(Stored data)
<<<<
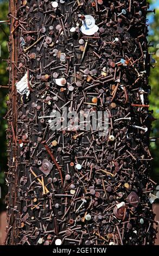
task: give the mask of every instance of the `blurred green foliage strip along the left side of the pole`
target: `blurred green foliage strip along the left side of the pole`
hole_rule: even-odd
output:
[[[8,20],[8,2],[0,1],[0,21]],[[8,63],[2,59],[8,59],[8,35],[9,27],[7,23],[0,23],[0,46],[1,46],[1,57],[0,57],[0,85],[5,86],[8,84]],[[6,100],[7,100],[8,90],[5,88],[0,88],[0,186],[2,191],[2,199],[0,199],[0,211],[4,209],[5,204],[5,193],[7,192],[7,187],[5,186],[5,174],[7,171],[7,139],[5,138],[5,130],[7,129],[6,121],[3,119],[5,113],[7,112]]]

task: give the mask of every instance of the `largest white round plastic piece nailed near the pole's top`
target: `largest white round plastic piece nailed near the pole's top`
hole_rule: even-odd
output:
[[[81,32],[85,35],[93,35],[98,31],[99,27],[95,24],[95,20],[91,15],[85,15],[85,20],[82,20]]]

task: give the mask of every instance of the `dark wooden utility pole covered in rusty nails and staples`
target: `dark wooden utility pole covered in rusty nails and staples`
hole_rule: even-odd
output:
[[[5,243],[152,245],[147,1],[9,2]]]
>>>>
- [WORK TASK] Pull out all lines containing the word "left" from the entries above.

- [WRITTEN RESPONSE]
task: give the mask of every instance of the `blurred green foliage strip along the left side of the pole`
target: `blurred green foliage strip along the left side of the pole`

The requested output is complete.